• [ZITIERTER TEXT]
|---|

Da das Problem schwerwiegend ist und nicht wenigen Bürgern ernste Sorgen und Ängste bereitet, wird in den letzten Jahren viel Geld angefasst, um das anzugehen. Da man sich nicht auf Bundesebene festlegen mag, ein Masterplan fehlt nach wie vor, sind da eine Menge unterschiedlicher Programme und ein ganzes Netz von Anbietern entstanden. Die Festlegung auf eine Strategie im Bund beinhaltete die Möglichkeit des Scheiterns im großen Maßstab (wie es im europäischen Ausland schon vorkam). Patentrezepte sind bei komplexen Lagen schwierig, denn sie beinhalten immer Reduktionen der Komplexität. So wird die Gefahr des Scheiterns sozusagen verteilt: Man gibt dieses Risiko weiter an die Länder und diese an viele verschiedene NGO und Initiativen. Die Hoffnung mag wohl auch sein, dass sich unter all den Versuchen (und Irrtümern) auch eine Herangehensweise herausschälen möge, die besser sei als andere. Um jedoch diese besseren Verfahren zu erkennen, müsste man im Grunde evaluieren, also strukturiert erfassen, ob die Vorgehensweise nachweislich besser ist als nichts zu tun oder eine andere Maßnahme. Für die Politik ist natürlich das Zuwarten keine Option, zumindest keine, die man öffentlich zugeben könnte. Nichtstun wäre politische Arbeitsverweigerung und wäre direkt vorhaltbar. Nichts zu tun ist aber in der Politik trotzdem eine Option: Reduzierte Betätigung oder Entscheidungsunsicherheit  dürfen nur nicht öffentlich als solche erkannt werden. Wenn über ein Thema, eine Problemlage oder schlichte Ratlosigkeit nicht öffentlich geredet wird, existiert das Problem sozusagen erstmal nicht.

|---|

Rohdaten

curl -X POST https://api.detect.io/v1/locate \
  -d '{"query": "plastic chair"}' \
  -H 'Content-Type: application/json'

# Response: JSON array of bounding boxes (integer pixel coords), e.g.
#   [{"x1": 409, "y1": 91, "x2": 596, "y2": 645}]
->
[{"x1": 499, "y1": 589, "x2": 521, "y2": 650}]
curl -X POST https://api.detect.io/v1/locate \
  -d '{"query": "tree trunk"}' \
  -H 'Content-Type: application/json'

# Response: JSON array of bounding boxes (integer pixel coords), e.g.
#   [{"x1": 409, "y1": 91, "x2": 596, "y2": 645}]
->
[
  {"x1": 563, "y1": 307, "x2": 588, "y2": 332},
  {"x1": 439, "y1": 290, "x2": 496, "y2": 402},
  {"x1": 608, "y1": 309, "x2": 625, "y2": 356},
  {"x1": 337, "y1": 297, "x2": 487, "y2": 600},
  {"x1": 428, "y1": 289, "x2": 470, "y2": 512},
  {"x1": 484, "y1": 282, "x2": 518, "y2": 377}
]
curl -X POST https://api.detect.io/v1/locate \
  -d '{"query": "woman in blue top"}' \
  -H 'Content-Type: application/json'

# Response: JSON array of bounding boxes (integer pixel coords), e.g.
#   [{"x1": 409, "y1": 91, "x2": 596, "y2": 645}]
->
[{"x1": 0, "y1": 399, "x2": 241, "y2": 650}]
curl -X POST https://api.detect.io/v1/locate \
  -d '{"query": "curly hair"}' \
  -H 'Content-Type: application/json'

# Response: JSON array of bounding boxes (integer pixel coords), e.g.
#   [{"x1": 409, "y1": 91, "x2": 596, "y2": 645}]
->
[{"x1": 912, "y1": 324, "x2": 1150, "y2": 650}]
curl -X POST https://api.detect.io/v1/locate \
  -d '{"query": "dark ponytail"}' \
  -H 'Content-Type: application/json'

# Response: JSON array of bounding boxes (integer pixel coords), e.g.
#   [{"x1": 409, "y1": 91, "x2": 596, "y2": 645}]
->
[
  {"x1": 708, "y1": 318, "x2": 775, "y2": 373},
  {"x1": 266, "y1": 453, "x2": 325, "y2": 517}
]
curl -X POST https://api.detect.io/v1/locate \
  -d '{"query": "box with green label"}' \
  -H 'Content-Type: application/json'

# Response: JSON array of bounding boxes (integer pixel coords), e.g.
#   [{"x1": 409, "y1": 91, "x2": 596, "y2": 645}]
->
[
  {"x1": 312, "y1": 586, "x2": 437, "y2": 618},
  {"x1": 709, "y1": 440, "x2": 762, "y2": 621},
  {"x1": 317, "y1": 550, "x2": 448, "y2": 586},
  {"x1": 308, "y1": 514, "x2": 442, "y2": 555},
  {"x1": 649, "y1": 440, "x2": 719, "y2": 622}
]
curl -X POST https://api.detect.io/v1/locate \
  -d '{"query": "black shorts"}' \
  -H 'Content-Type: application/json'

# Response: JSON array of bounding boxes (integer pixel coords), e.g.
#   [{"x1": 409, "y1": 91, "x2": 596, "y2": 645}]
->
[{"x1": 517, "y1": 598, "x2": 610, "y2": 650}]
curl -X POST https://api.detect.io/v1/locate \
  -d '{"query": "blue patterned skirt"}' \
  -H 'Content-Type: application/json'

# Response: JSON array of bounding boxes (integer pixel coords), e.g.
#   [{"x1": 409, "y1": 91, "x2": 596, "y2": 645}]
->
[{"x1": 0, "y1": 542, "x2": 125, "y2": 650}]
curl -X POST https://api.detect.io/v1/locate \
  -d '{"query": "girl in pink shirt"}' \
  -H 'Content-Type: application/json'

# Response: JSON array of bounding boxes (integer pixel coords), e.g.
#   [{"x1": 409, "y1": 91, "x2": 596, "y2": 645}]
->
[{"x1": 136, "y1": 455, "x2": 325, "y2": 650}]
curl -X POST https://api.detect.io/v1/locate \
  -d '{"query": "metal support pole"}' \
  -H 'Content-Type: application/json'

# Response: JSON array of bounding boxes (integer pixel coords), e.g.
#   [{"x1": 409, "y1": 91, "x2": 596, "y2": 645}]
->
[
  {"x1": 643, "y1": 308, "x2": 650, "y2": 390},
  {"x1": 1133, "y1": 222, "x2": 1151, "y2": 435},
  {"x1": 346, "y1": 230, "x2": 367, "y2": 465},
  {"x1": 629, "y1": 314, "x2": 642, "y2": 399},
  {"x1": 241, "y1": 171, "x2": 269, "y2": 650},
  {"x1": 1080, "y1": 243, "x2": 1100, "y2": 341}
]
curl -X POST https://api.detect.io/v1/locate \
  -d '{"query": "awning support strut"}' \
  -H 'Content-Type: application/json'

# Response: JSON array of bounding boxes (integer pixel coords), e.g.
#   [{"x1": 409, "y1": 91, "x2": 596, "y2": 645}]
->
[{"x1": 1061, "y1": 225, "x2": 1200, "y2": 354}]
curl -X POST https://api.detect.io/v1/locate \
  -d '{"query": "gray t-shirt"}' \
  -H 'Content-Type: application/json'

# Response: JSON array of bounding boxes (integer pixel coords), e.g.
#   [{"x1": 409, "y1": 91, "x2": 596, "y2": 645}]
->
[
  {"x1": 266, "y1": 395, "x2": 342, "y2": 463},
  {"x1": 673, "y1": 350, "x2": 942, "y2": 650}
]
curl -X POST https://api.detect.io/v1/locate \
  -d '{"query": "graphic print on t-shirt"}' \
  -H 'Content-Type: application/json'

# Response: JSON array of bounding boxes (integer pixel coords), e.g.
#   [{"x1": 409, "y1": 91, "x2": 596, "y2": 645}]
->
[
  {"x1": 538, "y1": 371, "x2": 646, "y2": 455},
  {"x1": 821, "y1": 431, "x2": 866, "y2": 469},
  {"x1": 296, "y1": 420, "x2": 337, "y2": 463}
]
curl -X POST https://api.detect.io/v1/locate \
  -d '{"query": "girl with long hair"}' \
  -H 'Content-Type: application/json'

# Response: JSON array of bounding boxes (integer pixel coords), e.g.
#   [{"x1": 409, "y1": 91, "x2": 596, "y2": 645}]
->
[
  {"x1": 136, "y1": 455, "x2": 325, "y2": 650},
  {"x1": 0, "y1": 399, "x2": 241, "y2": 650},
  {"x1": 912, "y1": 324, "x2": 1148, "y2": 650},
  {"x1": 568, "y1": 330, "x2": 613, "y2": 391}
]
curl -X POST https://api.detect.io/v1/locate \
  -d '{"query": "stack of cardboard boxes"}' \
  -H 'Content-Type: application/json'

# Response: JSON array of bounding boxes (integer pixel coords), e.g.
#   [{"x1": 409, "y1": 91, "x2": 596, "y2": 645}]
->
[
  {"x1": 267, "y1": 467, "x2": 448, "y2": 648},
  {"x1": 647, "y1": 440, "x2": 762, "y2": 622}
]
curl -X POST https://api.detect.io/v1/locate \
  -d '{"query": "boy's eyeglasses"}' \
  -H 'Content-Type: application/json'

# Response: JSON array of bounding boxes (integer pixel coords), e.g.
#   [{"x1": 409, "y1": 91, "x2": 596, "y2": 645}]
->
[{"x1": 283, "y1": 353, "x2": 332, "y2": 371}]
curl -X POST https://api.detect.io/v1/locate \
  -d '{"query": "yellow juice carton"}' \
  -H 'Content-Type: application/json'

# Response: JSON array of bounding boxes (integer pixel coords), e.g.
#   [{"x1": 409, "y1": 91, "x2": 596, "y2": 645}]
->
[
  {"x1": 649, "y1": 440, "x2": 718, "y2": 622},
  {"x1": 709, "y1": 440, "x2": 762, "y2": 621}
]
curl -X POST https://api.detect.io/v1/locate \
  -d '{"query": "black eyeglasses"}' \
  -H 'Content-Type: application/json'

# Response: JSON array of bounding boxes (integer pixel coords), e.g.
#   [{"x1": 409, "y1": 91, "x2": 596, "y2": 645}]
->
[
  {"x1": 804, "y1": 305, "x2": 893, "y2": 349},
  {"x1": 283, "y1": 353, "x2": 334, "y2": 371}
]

|---|

• [AUFGABE]
Schreibe den zitierten Text über das auf Länder und Initiativen verteilte Risiko des Scheiterns vollständig und wortgetreu nieder.

• [LÖSUNG]
Da das Problem schwerwiegend ist und nicht wenigen Bürgern ernste Sorgen und Ängste bereitet, wird in den letzten Jahren viel Geld angefasst, um das anzugehen. Da man sich nicht auf Bundesebene festlegen mag, ein Masterplan fehlt nach wie vor, sind da eine Menge unterschiedlicher Programme und ein ganzes Netz von Anbietern entstanden. Die Festlegung auf eine Strategie im Bund beinhaltete die Möglichkeit des Scheiterns im großen Maßstab (wie es im europäischen Ausland schon vorkam). Patentrezepte sind bei komplexen Lagen schwierig, denn sie beinhalten immer Reduktionen der Komplexität. So wird die Gefahr des Scheiterns sozusagen verteilt: Man gibt dieses Risiko weiter an die Länder und diese an viele verschiedene NGO und Initiativen. Die Hoffnung mag wohl auch sein, dass sich unter all den Versuchen (und Irrtümern) auch eine Herangehensweise herausschälen möge, die besser sei als andere. Um jedoch diese besseren Verfahren zu erkennen, müsste man im Grunde evaluieren, also strukturiert erfassen, ob die Vorgehensweise nachweislich besser ist als nichts zu tun oder eine andere Maßnahme. Für die Politik ist natürlich das Zuwarten keine Option, zumindest keine, die man öffentlich zugeben könnte. Nichtstun wäre politische Arbeitsverweigerung und wäre direkt vorhaltbar. Nichts zu tun ist aber in der Politik trotzdem eine Option: Reduzierte Betätigung oder Entscheidungsunsicherheit  dürfen nur nicht öffentlich als solche erkannt werden. Wenn über ein Thema, eine Problemlage oder schlichte Ratlosigkeit nicht öffentlich geredet wird, existiert das Problem sozusagen erstmal nicht.